What the task asks ▸ Leave out the pictures and repeat the data exactly.

Supplied data ▸
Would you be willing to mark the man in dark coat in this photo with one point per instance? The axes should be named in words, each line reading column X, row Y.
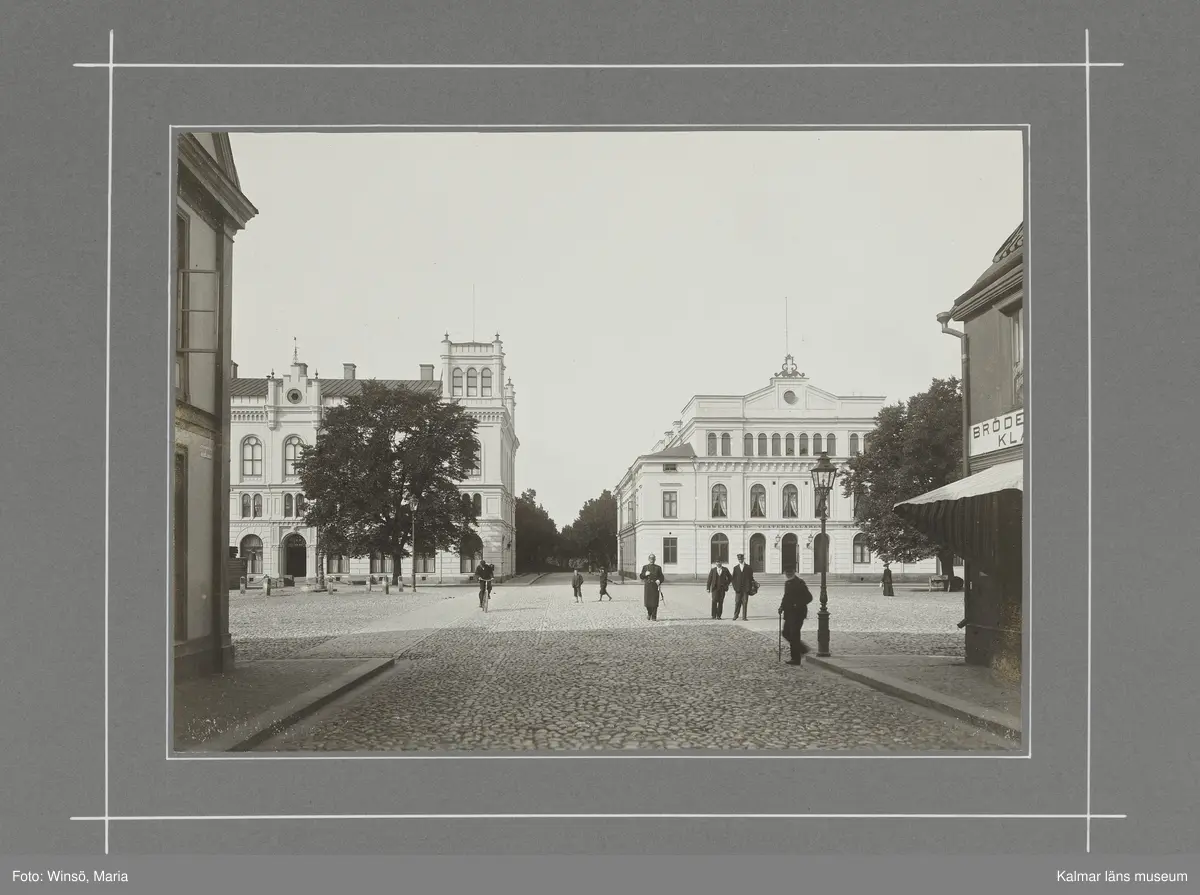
column 795, row 608
column 718, row 584
column 743, row 587
column 652, row 574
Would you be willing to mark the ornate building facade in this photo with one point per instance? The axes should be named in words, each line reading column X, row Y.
column 733, row 475
column 276, row 418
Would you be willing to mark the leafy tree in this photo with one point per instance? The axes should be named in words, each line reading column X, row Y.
column 916, row 446
column 537, row 535
column 373, row 455
column 593, row 534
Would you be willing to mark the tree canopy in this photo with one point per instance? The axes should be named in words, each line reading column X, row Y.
column 916, row 446
column 377, row 452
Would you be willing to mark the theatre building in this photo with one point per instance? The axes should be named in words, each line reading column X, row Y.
column 733, row 475
column 276, row 416
column 979, row 516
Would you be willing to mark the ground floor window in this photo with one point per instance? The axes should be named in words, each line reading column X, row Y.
column 862, row 554
column 670, row 551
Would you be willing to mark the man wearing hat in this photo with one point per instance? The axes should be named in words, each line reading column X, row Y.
column 744, row 586
column 652, row 574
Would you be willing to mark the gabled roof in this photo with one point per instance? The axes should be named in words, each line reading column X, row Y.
column 330, row 388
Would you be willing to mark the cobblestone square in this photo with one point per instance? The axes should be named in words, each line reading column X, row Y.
column 544, row 672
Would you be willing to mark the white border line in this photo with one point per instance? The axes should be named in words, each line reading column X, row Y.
column 599, row 817
column 1026, row 695
column 1087, row 133
column 108, row 416
column 598, row 66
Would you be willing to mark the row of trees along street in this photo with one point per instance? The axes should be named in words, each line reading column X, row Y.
column 388, row 446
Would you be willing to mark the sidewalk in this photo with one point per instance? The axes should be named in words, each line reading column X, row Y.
column 235, row 710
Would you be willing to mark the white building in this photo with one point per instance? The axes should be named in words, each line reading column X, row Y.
column 275, row 418
column 733, row 475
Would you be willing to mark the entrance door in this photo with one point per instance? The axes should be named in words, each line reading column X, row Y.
column 821, row 554
column 179, row 523
column 295, row 557
column 759, row 554
column 790, row 551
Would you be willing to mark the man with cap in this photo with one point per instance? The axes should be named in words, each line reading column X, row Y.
column 744, row 586
column 718, row 584
column 652, row 574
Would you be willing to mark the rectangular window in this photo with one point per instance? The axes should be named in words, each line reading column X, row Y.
column 670, row 504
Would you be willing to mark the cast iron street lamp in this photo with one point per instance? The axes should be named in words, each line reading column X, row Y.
column 823, row 474
column 412, row 505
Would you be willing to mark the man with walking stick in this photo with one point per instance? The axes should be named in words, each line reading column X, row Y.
column 792, row 612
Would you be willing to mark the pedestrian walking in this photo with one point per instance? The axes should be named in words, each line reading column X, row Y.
column 484, row 574
column 744, row 587
column 652, row 576
column 718, row 584
column 887, row 582
column 604, row 586
column 793, row 610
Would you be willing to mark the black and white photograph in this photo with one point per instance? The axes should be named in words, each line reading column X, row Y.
column 598, row 440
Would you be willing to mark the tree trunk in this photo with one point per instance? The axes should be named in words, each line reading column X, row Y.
column 946, row 563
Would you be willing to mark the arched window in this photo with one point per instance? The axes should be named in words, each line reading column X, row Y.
column 862, row 554
column 759, row 502
column 720, row 502
column 251, row 457
column 719, row 550
column 791, row 502
column 251, row 551
column 291, row 455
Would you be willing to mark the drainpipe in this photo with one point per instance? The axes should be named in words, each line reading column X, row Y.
column 945, row 319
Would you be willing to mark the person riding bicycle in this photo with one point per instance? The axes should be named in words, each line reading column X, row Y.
column 485, row 572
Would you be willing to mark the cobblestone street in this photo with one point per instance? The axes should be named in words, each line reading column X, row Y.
column 543, row 672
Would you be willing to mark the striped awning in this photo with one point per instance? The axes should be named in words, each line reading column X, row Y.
column 978, row 517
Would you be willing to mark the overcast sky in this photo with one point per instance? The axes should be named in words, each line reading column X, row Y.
column 624, row 271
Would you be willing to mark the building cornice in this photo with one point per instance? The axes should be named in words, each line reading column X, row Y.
column 214, row 179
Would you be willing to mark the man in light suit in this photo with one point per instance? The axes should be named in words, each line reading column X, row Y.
column 718, row 584
column 743, row 584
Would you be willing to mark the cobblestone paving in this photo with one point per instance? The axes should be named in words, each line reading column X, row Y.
column 541, row 672
column 283, row 625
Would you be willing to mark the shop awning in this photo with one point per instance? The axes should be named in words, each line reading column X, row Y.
column 978, row 517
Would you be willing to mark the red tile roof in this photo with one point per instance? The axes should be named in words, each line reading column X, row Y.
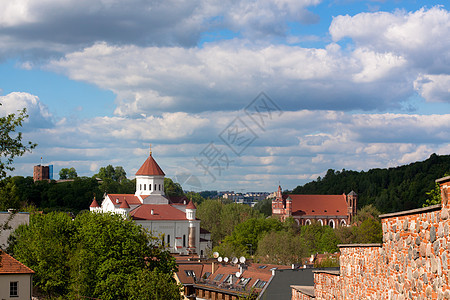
column 94, row 204
column 160, row 212
column 9, row 265
column 319, row 205
column 150, row 167
column 191, row 205
column 124, row 204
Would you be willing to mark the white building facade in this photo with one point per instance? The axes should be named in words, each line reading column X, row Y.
column 175, row 223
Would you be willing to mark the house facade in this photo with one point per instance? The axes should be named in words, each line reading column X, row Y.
column 332, row 210
column 174, row 222
column 16, row 279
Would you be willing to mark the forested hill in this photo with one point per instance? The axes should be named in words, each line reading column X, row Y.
column 390, row 190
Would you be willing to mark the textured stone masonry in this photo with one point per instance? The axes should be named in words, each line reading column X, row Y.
column 411, row 263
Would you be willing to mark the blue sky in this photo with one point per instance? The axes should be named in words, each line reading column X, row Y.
column 236, row 95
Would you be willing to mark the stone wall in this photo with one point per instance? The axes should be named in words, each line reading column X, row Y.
column 411, row 263
column 327, row 284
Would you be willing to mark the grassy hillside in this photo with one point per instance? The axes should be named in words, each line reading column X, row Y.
column 390, row 190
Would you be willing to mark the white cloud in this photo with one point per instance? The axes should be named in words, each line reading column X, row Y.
column 38, row 114
column 434, row 88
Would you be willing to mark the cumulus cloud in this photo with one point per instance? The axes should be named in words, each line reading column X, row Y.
column 39, row 116
column 36, row 27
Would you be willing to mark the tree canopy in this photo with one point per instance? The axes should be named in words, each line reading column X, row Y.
column 68, row 173
column 96, row 255
column 11, row 144
column 390, row 190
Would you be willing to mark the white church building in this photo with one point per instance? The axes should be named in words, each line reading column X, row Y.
column 150, row 208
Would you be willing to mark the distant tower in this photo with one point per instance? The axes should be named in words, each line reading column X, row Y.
column 190, row 215
column 352, row 201
column 150, row 178
column 41, row 173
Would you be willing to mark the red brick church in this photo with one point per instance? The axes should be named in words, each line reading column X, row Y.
column 332, row 210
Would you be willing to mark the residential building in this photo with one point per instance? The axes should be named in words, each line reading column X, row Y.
column 16, row 279
column 211, row 279
column 332, row 210
column 174, row 221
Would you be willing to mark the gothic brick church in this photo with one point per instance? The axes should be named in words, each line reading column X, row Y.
column 332, row 210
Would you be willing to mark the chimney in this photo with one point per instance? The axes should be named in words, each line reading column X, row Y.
column 444, row 184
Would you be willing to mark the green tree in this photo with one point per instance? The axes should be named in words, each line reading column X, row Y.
column 281, row 247
column 116, row 174
column 68, row 173
column 96, row 255
column 11, row 144
column 264, row 207
column 172, row 188
column 245, row 237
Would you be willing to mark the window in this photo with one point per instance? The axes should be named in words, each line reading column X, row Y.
column 244, row 281
column 218, row 277
column 259, row 284
column 14, row 289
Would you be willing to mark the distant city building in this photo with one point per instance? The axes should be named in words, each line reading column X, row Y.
column 332, row 210
column 41, row 173
column 148, row 206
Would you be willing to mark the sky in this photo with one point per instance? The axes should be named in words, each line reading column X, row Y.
column 232, row 95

Exercise output ▸
Would you be willing to mark the man in dark coat in this photo with one point per instance? The axes should be named in words, each line reading column X, row Y.
column 795, row 608
column 718, row 584
column 743, row 587
column 652, row 574
Would you be willing to mark the ornate building facade in this photo with one point per instance? The axes should be named in words, each line reading column X, row Y.
column 733, row 475
column 276, row 418
Would you be willing to mark the leafy tree in this photo with one point per instance? The axes should be named in words, each line reading column X, row Y.
column 916, row 446
column 537, row 535
column 373, row 455
column 593, row 534
Would you be willing to mark the tree canopy in this photo with one point per instance? The axes should be named in words, each line reading column X, row Y.
column 916, row 446
column 377, row 452
Would you be willing to mark the theatre building in this photo with one point per instance? The axes should be named in words, each line reading column X, row Y.
column 733, row 475
column 276, row 416
column 979, row 516
Would you be willing to mark the ground floor window in this photo with one point per instance? The axes should be named in words, each line reading column X, row Y.
column 862, row 554
column 670, row 551
Would you be willing to mark the man wearing hat in this photo with one point per instance? The axes should be named in words, each line reading column X, row Y.
column 744, row 586
column 652, row 574
Would you be willing to mark the gabled roof in this photo with one point per instance? The axes should be named in words, each line reading column X, row Y.
column 330, row 388
Would you be willing to mark the cobblestone square in this photo with one point per instance? The axes should be named in words, each line reading column X, row Y.
column 544, row 672
Would you be willing to mark the white border line in this photo with one point per instance? The axes should be named in words, each line reading column X, row Y.
column 599, row 817
column 1026, row 695
column 1087, row 133
column 108, row 416
column 598, row 66
Would you be willing to mark the row of trees along street in this photo with one point per instance? The axes should be named in words, each line reading column X, row Y.
column 388, row 446
Would you be willing to mark the sidewalk in this photo with one point per instance? The axes should be named in words, each line reading column X, row Y.
column 235, row 710
Would you be willing to mark the white building in this photo with one point per instance? The axes should be named in words, each line reading column X, row Y.
column 275, row 418
column 733, row 475
Would you be willing to mark the entrance door in this photo with one point per instance? The axes should be named in words, each line reading column X, row Y.
column 821, row 554
column 179, row 523
column 295, row 557
column 759, row 554
column 790, row 551
Would you be willing to mark the man with cap in this photo with one point per instance? The axes should be named in words, each line reading column X, row Y.
column 744, row 586
column 718, row 584
column 652, row 574
Would you be willing to mark the rectangular window in this photo with one point per instance? The axes should be named in words, each line reading column X, row Y.
column 670, row 504
Would you be willing to mark the cast iron street lamp in this photo with one point per instance? The axes should be named in words, each line reading column X, row Y.
column 823, row 474
column 412, row 505
Would you be willing to mark the man with walking stick in this photo with one point per instance? The axes should be named in words, each line reading column X, row Y.
column 792, row 612
Would you be willing to mark the pedestrian walking in this photo with one point per instance? The axes should be named in words, each line reading column X, row Y.
column 484, row 574
column 744, row 587
column 652, row 576
column 718, row 584
column 887, row 582
column 604, row 586
column 793, row 610
Would you be willing to mark the black and white photograph in this photo with one point per instance? The axes should be named in words, each line reading column X, row Y.
column 598, row 440
Would you be willing to mark the tree trunk in this photo with one point per instance? The axes should be named in words, each line reading column X, row Y.
column 946, row 563
Would you be willing to mark the arched window in this photo with one point per instance? The axes should be named in words, each line reading column X, row Y.
column 862, row 554
column 759, row 502
column 720, row 502
column 251, row 457
column 719, row 550
column 791, row 502
column 251, row 551
column 291, row 455
Would you be willing to mark the drainpipe in this photo with one point per instance? The axes should be named in words, each line reading column X, row Y.
column 945, row 319
Would you be willing to mark the person riding bicycle in this photo with one point per instance? The axes should be named in words, each line reading column X, row Y.
column 485, row 572
Would you be willing to mark the cobblestone street in this photo with one point per instance? The axes should be named in words, each line reading column X, row Y.
column 543, row 672
Would you be willing to mark the striped awning in this photo with one point per instance? The axes should be named in words, each line reading column X, row Y.
column 978, row 517
Would you be willing to mark the overcast sky in this photo with one point per instance? The axes should be named in words, each line reading column X, row Y.
column 624, row 271
Would you be willing to mark the building cornice in this photo with one point per instance? The axes should be named in words, each line reading column X, row Y.
column 214, row 179
Would you be willing to mark the man in light suit in this photo with one point per instance? The axes should be named in words, each line reading column X, row Y.
column 718, row 584
column 743, row 584
Would you be willing to mark the cobblestone paving in this photo with one point per instance? The axes should be named in words, each line reading column X, row Y.
column 541, row 672
column 283, row 625
Would you be willing to mark the shop awning in this photo with one point per instance? The axes should be named in words, each line reading column X, row Y.
column 978, row 517
Would you be willing to mark the red tile roof in this photo with one point per instance? The axes should be named in words, each line reading column X, row Y.
column 94, row 204
column 160, row 212
column 9, row 265
column 319, row 205
column 150, row 167
column 191, row 205
column 124, row 204
Would you be willing to mark the white building facade in this photo with one point per instance? The axes should be named in words, each line reading column X, row Y.
column 175, row 223
Would you be willing to mark the house facade in this photo with one point per instance? The axes should be named in words, each line reading column X, row Y.
column 332, row 210
column 174, row 222
column 16, row 279
Would you be willing to mark the forested hill in this photo with one point per instance? The axes should be named in words, each line reading column X, row Y.
column 390, row 190
Would you be willing to mark the textured stone masonry in this photo with one point per instance? The axes should be named in words, each line reading column X, row Y.
column 411, row 263
Would you be willing to mark the blue sky in this photo with one point per instance? The axes should be named in words, each line reading column X, row Y.
column 236, row 95
Would you be willing to mark the stone wall in this photo with one point per instance? The axes should be named in words, each line reading column X, row Y.
column 411, row 263
column 327, row 284
Would you be willing to mark the grassy hillside in this photo with one point per instance? The axes should be named in words, each line reading column X, row Y.
column 390, row 190
Would you be willing to mark the white cloud in this photo with one point per instance? The axes should be named in words, each line reading column X, row Y.
column 38, row 114
column 434, row 88
Would you be willing to mark the cumulus cloud in this photo with one point per instance? The axes should be named in words, each line reading column X, row Y.
column 39, row 116
column 36, row 27
Would you be willing to mark the tree canopy in this photo with one point per instance? The axes should be named in words, each line reading column X, row Y.
column 68, row 173
column 96, row 255
column 11, row 144
column 390, row 190
Would you be willing to mark the white church building in this photo with one point per instance? The axes should be named in words, each line reading column X, row Y.
column 150, row 208
Would you be willing to mark the distant tower in this photo with one point per instance? The axes should be named in words, each line reading column X, row Y.
column 190, row 215
column 352, row 201
column 150, row 178
column 41, row 173
Would you be willing to mark the red brick church in this photo with one point per instance? The axes should be named in words, each line reading column X, row Y.
column 332, row 210
Would you be willing to mark the residential building in this photo with one point per instance? The axes should be named in words, each line reading column X, row Y.
column 16, row 279
column 211, row 279
column 332, row 210
column 174, row 221
Would you be willing to mark the gothic brick church in this photo with one point per instance? The axes should be named in words, each line reading column X, row Y.
column 332, row 210
Would you be willing to mark the chimney in this photo with one point per instance? The axes should be named in words, each line reading column X, row Y.
column 444, row 184
Would you be willing to mark the green tree in this photo with one point per instance? The axes should be named in words, each line reading column X, row Y.
column 281, row 247
column 116, row 174
column 68, row 173
column 96, row 255
column 11, row 144
column 264, row 207
column 172, row 188
column 245, row 237
Would you be willing to mark the window in this photo with one point per instance? The axes should be named in words, each line reading column X, row Y.
column 244, row 281
column 218, row 277
column 259, row 284
column 14, row 289
Would you be willing to mark the distant city building in this photo with one point per instance? The axes should be named in words, each line reading column X, row Y.
column 332, row 210
column 41, row 173
column 148, row 206
Would you be willing to mark the sky in this photo with one point per instance? The axes should be named in words, each line reading column X, row Y.
column 232, row 95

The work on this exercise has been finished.